#### SHORT PROBLEM
The records should be written out in full, with nothing altered.

== SUPPLIED MATERIAL ==

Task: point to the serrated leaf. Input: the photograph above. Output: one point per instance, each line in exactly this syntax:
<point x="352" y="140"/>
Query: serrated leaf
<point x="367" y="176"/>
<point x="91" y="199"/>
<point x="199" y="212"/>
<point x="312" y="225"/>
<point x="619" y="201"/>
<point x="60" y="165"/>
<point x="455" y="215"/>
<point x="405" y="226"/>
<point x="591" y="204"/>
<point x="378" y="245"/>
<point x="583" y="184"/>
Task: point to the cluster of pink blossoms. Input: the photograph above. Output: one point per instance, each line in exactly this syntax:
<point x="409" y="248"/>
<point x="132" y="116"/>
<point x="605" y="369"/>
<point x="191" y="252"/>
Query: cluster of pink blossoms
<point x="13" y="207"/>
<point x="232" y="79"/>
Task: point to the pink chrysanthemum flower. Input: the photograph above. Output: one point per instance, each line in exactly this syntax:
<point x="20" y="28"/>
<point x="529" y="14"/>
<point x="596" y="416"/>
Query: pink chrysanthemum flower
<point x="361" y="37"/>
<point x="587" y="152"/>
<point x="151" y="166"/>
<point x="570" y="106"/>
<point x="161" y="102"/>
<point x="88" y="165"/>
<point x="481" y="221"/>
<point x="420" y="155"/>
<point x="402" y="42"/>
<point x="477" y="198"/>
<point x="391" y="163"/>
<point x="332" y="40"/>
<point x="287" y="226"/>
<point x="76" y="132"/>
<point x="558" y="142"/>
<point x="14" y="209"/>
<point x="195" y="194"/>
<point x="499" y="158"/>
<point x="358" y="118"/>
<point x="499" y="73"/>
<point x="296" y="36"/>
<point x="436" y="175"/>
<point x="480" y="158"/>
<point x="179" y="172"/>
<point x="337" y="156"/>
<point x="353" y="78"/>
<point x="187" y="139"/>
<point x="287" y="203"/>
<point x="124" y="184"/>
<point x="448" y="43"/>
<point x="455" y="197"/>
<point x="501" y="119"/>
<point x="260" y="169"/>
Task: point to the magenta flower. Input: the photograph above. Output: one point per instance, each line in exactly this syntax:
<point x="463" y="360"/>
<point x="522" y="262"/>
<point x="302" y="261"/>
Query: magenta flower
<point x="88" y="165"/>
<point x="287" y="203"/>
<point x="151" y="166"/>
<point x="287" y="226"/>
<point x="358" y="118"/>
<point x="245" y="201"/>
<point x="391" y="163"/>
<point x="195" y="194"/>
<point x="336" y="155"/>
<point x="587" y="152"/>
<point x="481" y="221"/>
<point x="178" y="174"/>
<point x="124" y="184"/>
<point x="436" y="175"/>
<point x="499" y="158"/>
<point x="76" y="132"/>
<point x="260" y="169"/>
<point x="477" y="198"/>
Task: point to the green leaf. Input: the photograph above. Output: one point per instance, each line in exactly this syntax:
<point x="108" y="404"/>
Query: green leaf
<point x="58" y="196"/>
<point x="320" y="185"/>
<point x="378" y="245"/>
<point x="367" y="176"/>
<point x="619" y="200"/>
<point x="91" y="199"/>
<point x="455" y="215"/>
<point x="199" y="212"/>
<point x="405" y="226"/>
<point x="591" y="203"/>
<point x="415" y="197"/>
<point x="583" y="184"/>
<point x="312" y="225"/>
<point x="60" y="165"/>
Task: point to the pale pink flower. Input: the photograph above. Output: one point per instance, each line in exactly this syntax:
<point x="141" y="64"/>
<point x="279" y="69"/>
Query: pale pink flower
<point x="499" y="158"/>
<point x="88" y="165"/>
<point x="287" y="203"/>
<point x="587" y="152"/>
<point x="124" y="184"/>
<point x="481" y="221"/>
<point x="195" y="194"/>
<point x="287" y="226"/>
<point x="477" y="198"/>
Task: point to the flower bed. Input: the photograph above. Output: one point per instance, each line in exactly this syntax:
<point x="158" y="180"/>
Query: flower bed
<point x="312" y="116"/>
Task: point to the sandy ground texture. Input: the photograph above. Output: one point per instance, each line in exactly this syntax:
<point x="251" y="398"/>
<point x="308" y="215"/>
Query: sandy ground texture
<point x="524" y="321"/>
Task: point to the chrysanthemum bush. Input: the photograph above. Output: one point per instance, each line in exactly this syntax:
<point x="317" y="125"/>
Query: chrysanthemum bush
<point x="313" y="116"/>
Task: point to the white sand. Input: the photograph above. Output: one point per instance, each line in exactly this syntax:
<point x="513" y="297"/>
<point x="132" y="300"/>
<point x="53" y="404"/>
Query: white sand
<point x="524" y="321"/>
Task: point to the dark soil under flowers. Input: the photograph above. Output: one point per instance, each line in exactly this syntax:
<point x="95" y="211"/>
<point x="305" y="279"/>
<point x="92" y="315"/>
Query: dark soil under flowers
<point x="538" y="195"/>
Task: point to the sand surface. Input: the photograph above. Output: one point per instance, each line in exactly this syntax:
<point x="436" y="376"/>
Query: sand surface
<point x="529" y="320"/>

===

#### TASK OUTPUT
Task: point to the serrated leaf. Input: the photograph above. Output: one point per instance, each line in exactly this syntax:
<point x="352" y="140"/>
Query: serrated leaf
<point x="367" y="176"/>
<point x="91" y="199"/>
<point x="199" y="212"/>
<point x="312" y="225"/>
<point x="619" y="201"/>
<point x="60" y="165"/>
<point x="455" y="215"/>
<point x="405" y="226"/>
<point x="591" y="204"/>
<point x="378" y="245"/>
<point x="583" y="184"/>
Task: point to the cluster of pink blossoms. Input: the photograph above. Output: one point per instance, each line in exactly this syntax:
<point x="409" y="248"/>
<point x="132" y="116"/>
<point x="605" y="369"/>
<point x="191" y="252"/>
Query: cluster of pink blossoms
<point x="13" y="207"/>
<point x="232" y="79"/>
Task: point to the pink chrysanthemum flower. Input: the photograph above. Output: one point per instance, each line in exactly this syntax:
<point x="20" y="28"/>
<point x="529" y="14"/>
<point x="596" y="416"/>
Query: pink chrysanthemum flower
<point x="361" y="37"/>
<point x="587" y="152"/>
<point x="151" y="166"/>
<point x="570" y="106"/>
<point x="161" y="102"/>
<point x="88" y="165"/>
<point x="481" y="221"/>
<point x="420" y="155"/>
<point x="402" y="42"/>
<point x="477" y="198"/>
<point x="391" y="163"/>
<point x="332" y="40"/>
<point x="287" y="226"/>
<point x="76" y="132"/>
<point x="558" y="142"/>
<point x="14" y="209"/>
<point x="195" y="194"/>
<point x="499" y="158"/>
<point x="358" y="118"/>
<point x="499" y="73"/>
<point x="296" y="36"/>
<point x="436" y="175"/>
<point x="480" y="158"/>
<point x="179" y="172"/>
<point x="337" y="156"/>
<point x="353" y="78"/>
<point x="187" y="139"/>
<point x="287" y="203"/>
<point x="124" y="184"/>
<point x="448" y="43"/>
<point x="455" y="197"/>
<point x="501" y="119"/>
<point x="260" y="169"/>
Task: point to the magenta flower. Input: the photograph above. Output: one point per instance, each line in exactly this syntax:
<point x="463" y="360"/>
<point x="522" y="262"/>
<point x="302" y="261"/>
Query: magenta flower
<point x="88" y="165"/>
<point x="287" y="203"/>
<point x="151" y="166"/>
<point x="287" y="226"/>
<point x="358" y="118"/>
<point x="245" y="201"/>
<point x="391" y="163"/>
<point x="195" y="194"/>
<point x="336" y="155"/>
<point x="587" y="152"/>
<point x="481" y="221"/>
<point x="178" y="174"/>
<point x="124" y="184"/>
<point x="436" y="175"/>
<point x="499" y="158"/>
<point x="76" y="132"/>
<point x="260" y="169"/>
<point x="477" y="198"/>
Task: point to the green leaf. Input: the photograph above. Output: one point per instance, each line in exactly this syntax:
<point x="108" y="404"/>
Query: green leaf
<point x="58" y="196"/>
<point x="320" y="185"/>
<point x="378" y="245"/>
<point x="367" y="176"/>
<point x="619" y="200"/>
<point x="91" y="199"/>
<point x="455" y="215"/>
<point x="199" y="212"/>
<point x="405" y="226"/>
<point x="591" y="203"/>
<point x="415" y="197"/>
<point x="583" y="184"/>
<point x="312" y="225"/>
<point x="60" y="165"/>
Task: point to the pale pink flower. Input: the photograph above. Output: one point per instance, each line in exactly this syntax:
<point x="141" y="64"/>
<point x="279" y="69"/>
Query: pale pink flower
<point x="499" y="158"/>
<point x="88" y="165"/>
<point x="287" y="203"/>
<point x="587" y="152"/>
<point x="124" y="184"/>
<point x="481" y="221"/>
<point x="195" y="194"/>
<point x="287" y="226"/>
<point x="477" y="198"/>
Task: point to the flower bed. Input: the photograph above. Output: one point per instance, each line in exactly this syntax:
<point x="158" y="180"/>
Query: flower bed
<point x="312" y="116"/>
Task: point to the sandy ground texture. Input: the photograph above. Output: one point per instance, each line in exactly this syntax:
<point x="251" y="398"/>
<point x="308" y="215"/>
Query: sandy ground texture
<point x="524" y="321"/>
Task: point to the chrysanthemum bush. Input: the photograph above. Output: one point per instance, each line in exactly this syntax:
<point x="317" y="125"/>
Query: chrysanthemum bush
<point x="313" y="116"/>
Task: point to the white sand. Input: the photograph above. Output: one point per instance, each line in exactly this syntax:
<point x="513" y="297"/>
<point x="132" y="300"/>
<point x="53" y="404"/>
Query: white sand
<point x="524" y="321"/>
Task: point to the dark soil under flowers. Input: the photograph above. Output: one point per instance, each line in exactly this syntax:
<point x="95" y="211"/>
<point x="305" y="279"/>
<point x="92" y="315"/>
Query: dark soil under flowers
<point x="538" y="195"/>
Task: point to the sand surface. Input: the photograph above. Output: one point per instance, each line in exactly this syntax:
<point x="436" y="376"/>
Query: sand surface
<point x="529" y="320"/>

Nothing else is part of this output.